● Prompt
Write out the records word for word.

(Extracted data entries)
---
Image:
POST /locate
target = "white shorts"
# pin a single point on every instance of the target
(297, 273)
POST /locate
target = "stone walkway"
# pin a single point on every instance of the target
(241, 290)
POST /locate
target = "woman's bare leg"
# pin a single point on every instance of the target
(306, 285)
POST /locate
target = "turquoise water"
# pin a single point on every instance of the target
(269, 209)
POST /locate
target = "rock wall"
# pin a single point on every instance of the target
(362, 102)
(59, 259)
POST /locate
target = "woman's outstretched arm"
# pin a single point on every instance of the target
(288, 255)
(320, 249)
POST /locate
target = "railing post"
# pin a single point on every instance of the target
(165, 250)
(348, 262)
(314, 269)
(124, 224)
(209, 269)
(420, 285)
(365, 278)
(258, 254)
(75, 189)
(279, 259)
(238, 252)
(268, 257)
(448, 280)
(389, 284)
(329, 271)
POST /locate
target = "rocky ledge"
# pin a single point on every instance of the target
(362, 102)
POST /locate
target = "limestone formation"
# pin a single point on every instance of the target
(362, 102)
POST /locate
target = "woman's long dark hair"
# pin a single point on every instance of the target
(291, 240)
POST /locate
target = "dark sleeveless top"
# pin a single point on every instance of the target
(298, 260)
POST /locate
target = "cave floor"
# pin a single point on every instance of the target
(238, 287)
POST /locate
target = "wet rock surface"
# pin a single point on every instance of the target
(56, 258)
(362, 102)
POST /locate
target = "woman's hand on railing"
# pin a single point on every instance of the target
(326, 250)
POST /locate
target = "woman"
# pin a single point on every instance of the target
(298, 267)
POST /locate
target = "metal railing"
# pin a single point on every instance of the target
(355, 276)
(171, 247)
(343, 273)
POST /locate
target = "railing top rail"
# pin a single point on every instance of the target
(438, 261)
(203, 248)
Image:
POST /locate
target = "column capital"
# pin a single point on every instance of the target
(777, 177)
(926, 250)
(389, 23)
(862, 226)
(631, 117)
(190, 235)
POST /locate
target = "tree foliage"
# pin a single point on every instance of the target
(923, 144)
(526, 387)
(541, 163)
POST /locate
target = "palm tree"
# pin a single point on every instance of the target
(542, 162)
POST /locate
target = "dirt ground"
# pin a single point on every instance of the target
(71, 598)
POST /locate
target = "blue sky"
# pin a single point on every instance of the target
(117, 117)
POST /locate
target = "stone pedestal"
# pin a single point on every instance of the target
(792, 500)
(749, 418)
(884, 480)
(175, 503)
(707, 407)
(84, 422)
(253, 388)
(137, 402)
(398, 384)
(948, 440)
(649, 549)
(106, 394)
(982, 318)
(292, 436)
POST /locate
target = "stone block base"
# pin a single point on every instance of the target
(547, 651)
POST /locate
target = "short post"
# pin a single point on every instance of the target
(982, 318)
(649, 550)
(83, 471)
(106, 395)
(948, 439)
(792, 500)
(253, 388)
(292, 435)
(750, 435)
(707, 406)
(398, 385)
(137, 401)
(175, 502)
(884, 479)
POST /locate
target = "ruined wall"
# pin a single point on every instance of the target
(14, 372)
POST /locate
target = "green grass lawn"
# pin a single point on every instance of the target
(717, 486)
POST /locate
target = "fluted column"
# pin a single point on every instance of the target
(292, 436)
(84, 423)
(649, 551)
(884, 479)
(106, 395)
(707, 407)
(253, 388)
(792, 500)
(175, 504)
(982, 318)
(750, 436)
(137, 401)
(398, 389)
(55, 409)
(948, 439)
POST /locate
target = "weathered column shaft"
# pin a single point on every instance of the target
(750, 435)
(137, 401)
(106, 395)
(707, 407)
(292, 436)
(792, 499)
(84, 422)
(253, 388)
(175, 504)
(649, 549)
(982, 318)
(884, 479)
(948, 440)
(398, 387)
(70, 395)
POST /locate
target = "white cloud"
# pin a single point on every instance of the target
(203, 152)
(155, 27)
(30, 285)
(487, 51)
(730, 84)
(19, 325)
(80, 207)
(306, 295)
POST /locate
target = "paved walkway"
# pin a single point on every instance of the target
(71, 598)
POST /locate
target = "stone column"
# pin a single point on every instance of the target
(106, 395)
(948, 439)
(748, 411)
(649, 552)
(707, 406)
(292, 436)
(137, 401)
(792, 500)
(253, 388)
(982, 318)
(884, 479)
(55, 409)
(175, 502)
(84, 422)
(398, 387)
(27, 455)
---
● Final answer
Image:
POST /locate
target = "white shorts"
# pin a single point on every instance of the target
(297, 273)
POST /locate
target = "stone walkway"
# pin a single point on every instance of the target
(241, 290)
POST /locate
target = "woman's bare leg"
# pin a single point on every instance of the target
(306, 285)
POST /locate
target = "turquoise water"
# pin a single point on every instance of the target
(269, 209)
POST /locate
target = "rock wall"
# pin a single point on every instance of the target
(362, 102)
(59, 259)
POST /locate
target = "woman's outstretched arm"
# pin a single point on every instance of the target
(288, 255)
(320, 249)
POST /locate
target = "railing post"
# pin a single point on every instance of the target
(165, 250)
(348, 262)
(314, 269)
(124, 224)
(209, 269)
(420, 285)
(365, 278)
(258, 254)
(75, 189)
(279, 259)
(238, 252)
(268, 257)
(448, 280)
(389, 284)
(329, 271)
POST /locate
target = "rocky ledge"
# pin a single point on every instance of the target
(362, 102)
POST /locate
target = "limestone formation"
# pin a single point on every instance of the target
(362, 102)
POST /locate
target = "woman's long dark hair"
# pin a single point on every instance of the target
(291, 240)
POST /locate
target = "dark sleeveless top"
# pin a single point on every instance of the target
(298, 260)
POST /locate
target = "cave floor"
# pin a single point on every instance of the target
(238, 287)
POST /locate
target = "wet rock surface"
# pin a single point on every instance of the target
(56, 258)
(362, 102)
POST /locate
target = "woman's hand on railing"
# pin a single point on every instance of the target
(326, 250)
POST /locate
target = "woman"
# pin a single point on every instance of the target
(298, 267)
POST /locate
target = "metal railing"
# pin a single point on every instance of the target
(355, 276)
(171, 247)
(343, 273)
POST /locate
target = "railing top rail"
# pin a single point on every instance of the target
(438, 261)
(203, 248)
Image:
POST /locate
target = "column capital"
# pin a single point on every instance of the target
(777, 177)
(926, 250)
(389, 23)
(862, 226)
(631, 117)
(190, 235)
POST /locate
target = "tree foliage"
# pin a single point on every instance of the target
(923, 144)
(526, 387)
(541, 163)
POST /locate
target = "palm tree"
# pin a single point on every instance of the target
(542, 162)
POST /locate
target = "dirt ground"
# pin a single point on every instance of the target
(71, 598)
POST /locate
target = "blue sky"
# pin a single point on every instance of the target
(117, 117)
POST /locate
target = "stone pedestal"
# pin a single point on every instance of the target
(792, 500)
(749, 418)
(884, 480)
(175, 503)
(707, 407)
(84, 422)
(253, 388)
(137, 402)
(398, 384)
(948, 440)
(649, 549)
(106, 394)
(982, 318)
(292, 436)
POST /locate
target = "stone block base"
# pin a single point on every instance of the target
(547, 651)
POST /locate
target = "short post"
# pin a single point on every instance of the target
(982, 318)
(649, 550)
(83, 471)
(106, 395)
(948, 439)
(792, 500)
(253, 388)
(292, 435)
(750, 435)
(707, 406)
(398, 385)
(137, 401)
(175, 502)
(884, 479)
POST /locate
target = "ruined wall"
# pin a single point on every instance of the target
(14, 372)
POST /locate
target = "green grass lawn"
# pin a single point on every instance of the target
(717, 486)
POST /locate
target = "fluted column"
# pin a single point on every instance of the target
(292, 436)
(84, 423)
(649, 551)
(884, 479)
(106, 395)
(707, 407)
(253, 388)
(792, 500)
(175, 504)
(982, 318)
(750, 436)
(137, 401)
(398, 389)
(55, 409)
(948, 439)
POST /locate
target = "weathered column shaft"
# pin a single point on every instance of the target
(750, 435)
(137, 401)
(106, 395)
(707, 407)
(292, 436)
(792, 499)
(84, 422)
(253, 388)
(175, 504)
(649, 549)
(982, 318)
(884, 479)
(948, 440)
(398, 387)
(70, 395)
POST /locate
target = "white cloud"
# pin a single point on every instance of the target
(203, 152)
(155, 27)
(30, 285)
(487, 51)
(730, 84)
(19, 325)
(80, 207)
(306, 295)
POST /locate
target = "paved walkway"
# pin a single point on every instance of the target
(71, 598)
POST /locate
target = "stone column"
# pin a single point on every instance of the target
(106, 395)
(948, 439)
(748, 411)
(649, 552)
(707, 406)
(292, 436)
(137, 401)
(792, 500)
(253, 388)
(982, 318)
(884, 479)
(55, 409)
(175, 502)
(84, 422)
(398, 387)
(27, 455)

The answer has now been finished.